§ Document excerpt:
We have now the matter of this difference before us. The idealist, his eye singly fixed upon the greater outlines, loves rather to fill up the interval with detail of the conventional order, briefly touched, soberly suppressed in tone, courting neglect. But the realist, with a fine intemperance, will not suffer the presence of anything so dead as a convention; he shall have all fiery, all hot-pressed from nature, all charactered and notable, seizing the eye. The style that befits either of these extremes, once chosen, brings with it its necessary disabilities and dangers. The immediate danger of the realist is to sacrifice the beauty and significance of the whole to local dexterity, or, in the insane pursuit of completion, to immolate his readers under facts; but he comes in the last resort, and as his energy declines, to discard all design, abjure all choice, and, with scientific thoroughness, steadily to communicate matter which is not worth learning.

http://cutewriting.blogspot.com/2008/08/note-on-realism-by-robert-louis.html

progressive cuts (Tracer Hand), Wednesday, 30 June 2010 15:31 (thirteen years ago) link

God so tired of talking about James Wood, no offense but his relevance to making literature better is like zero. Anyone wanting to find the new ambitious funky massive 2010-style novel need look no further than I Hotel by Karen Tei Yamashita, which I took a chance on and is rewarding me tenfold. She traces ten years of Asian American life in San Francisco, uses 20 diff. narrative strategies, vital, alive, funny, serious, etc.

― T Bone Streep (Cave17Matt), Wednesday, June 30, 2010 1:36 PM (2 hours ago) Bookmark Suggest Ban Permalink

plz to tell me more

thomp, Wednesday, 30 June 2010 15:41 (thirteen years ago) link

yeah, I'm curious as well

I once blogged something about Wood and "How Fiction Works," and whoever runs that contrajameswood blog asked me if he could reprint it over there

if I remember correctly I was like "why don't you just link it?" and then I never heard back?

oɔsıqɐu (nabisco), Wednesday, 30 June 2010 20:23 (thirteen years ago) link

Not sure what more to say about I Hotel -- so far it has painted some indelible atypical Chinese characters (and shockingly gets rid of one of them) in kind of a post-modernist Dos Passos sort of way. Next chapter focuses on Japanese story, Pilipinos come later, not sure. But damn does it bring San Francisco '68 to life, so far -- nine more years to go.

T Bone Streep (Cave17Matt), Friday, 2 July 2010 02:22 (thirteen years ago) link

Reading The Ask by the pool is A+++++++

quincie, Sunday, 4 July 2010 12:54 (thirteen years ago) link

Oh wait wrong thread.

quincie, Sunday, 4 July 2010 12:54 (thirteen years ago) link

Ha -- no it isn't!

§ Record excerpts:
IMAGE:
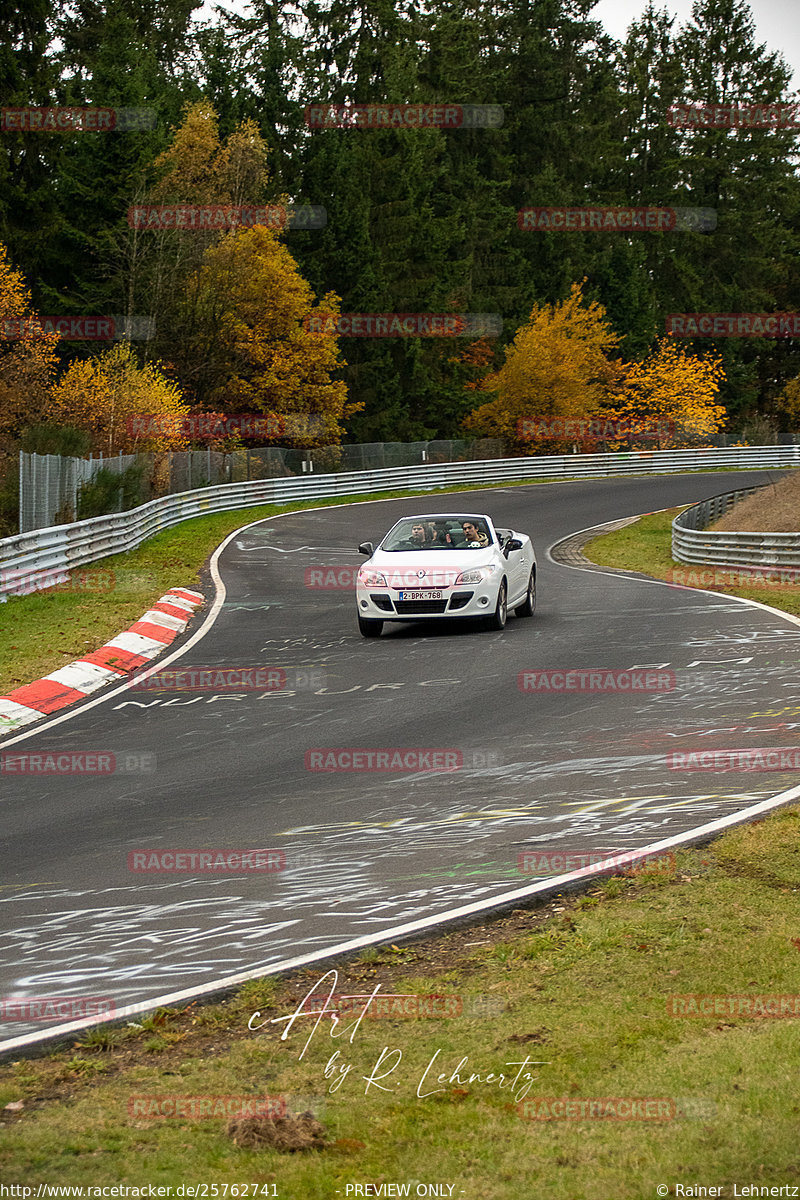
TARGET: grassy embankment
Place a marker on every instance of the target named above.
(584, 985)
---
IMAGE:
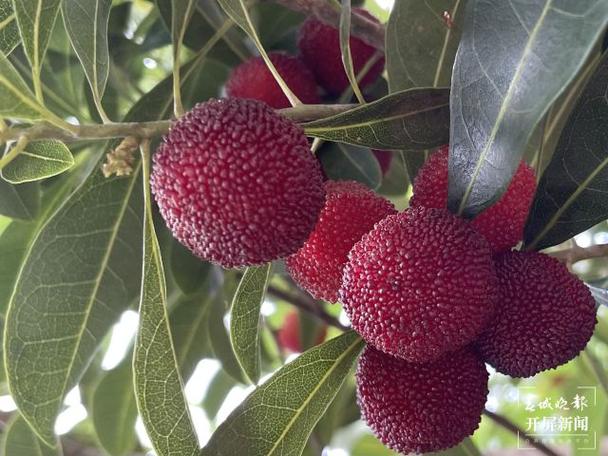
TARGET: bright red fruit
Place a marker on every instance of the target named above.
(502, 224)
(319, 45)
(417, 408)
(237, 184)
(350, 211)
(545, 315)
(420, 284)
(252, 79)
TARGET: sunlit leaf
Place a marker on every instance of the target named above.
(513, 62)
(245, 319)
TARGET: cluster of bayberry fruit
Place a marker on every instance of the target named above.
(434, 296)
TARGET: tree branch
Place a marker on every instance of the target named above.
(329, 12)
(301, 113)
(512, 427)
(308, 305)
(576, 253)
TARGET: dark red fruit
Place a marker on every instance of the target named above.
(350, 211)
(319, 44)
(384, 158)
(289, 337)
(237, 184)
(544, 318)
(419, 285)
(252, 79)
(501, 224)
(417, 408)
...
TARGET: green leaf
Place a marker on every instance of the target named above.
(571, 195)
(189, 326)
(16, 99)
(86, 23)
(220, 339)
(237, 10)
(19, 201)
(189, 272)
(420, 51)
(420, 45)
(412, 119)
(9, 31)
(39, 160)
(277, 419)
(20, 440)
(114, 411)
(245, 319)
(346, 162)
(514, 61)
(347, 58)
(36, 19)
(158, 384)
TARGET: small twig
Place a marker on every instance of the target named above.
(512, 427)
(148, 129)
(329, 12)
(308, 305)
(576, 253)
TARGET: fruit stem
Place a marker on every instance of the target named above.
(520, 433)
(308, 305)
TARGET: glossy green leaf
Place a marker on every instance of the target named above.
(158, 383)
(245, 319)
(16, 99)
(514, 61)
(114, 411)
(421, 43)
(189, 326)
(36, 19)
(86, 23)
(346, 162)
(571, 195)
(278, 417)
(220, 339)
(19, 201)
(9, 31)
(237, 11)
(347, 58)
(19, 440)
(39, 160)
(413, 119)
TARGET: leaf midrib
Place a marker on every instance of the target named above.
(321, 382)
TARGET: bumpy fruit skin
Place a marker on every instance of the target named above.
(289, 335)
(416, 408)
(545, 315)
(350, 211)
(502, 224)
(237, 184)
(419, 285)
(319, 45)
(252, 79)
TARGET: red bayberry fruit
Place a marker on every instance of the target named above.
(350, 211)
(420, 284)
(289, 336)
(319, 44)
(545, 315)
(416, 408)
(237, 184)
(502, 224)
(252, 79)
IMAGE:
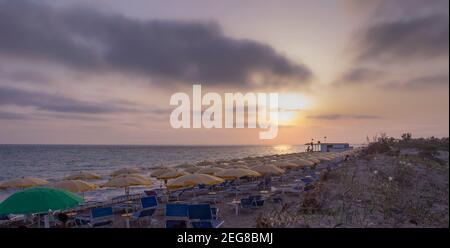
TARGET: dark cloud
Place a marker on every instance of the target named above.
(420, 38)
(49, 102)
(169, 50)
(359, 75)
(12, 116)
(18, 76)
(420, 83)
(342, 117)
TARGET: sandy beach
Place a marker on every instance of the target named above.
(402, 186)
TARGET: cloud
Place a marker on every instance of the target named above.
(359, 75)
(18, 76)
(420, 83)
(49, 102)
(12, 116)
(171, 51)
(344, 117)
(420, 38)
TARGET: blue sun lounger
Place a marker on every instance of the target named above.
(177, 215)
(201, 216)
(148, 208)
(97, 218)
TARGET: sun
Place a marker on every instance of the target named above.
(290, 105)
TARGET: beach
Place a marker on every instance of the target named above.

§ Given request: Could you revise the book-discussion thread, starting with "Not sure what" and going on through "wait wrong thread.", so that every "I Hotel" becomes "the novel"?

§ Task solution:
Not sure what more to say about the novel -- so far it has painted some indelible atypical Chinese characters (and shockingly gets rid of one of them) in kind of a post-modernist Dos Passos sort of way. Next chapter focuses on Japanese story, Pilipinos come later, not sure. But damn does it bring San Francisco '68 to life, so far -- nine more years to go.

T Bone Streep (Cave17Matt), Friday, 2 July 2010 02:22 (thirteen years ago) link

Reading The Ask by the pool is A+++++++

quincie, Sunday, 4 July 2010 12:54 (thirteen years ago) link

Oh wait wrong thread.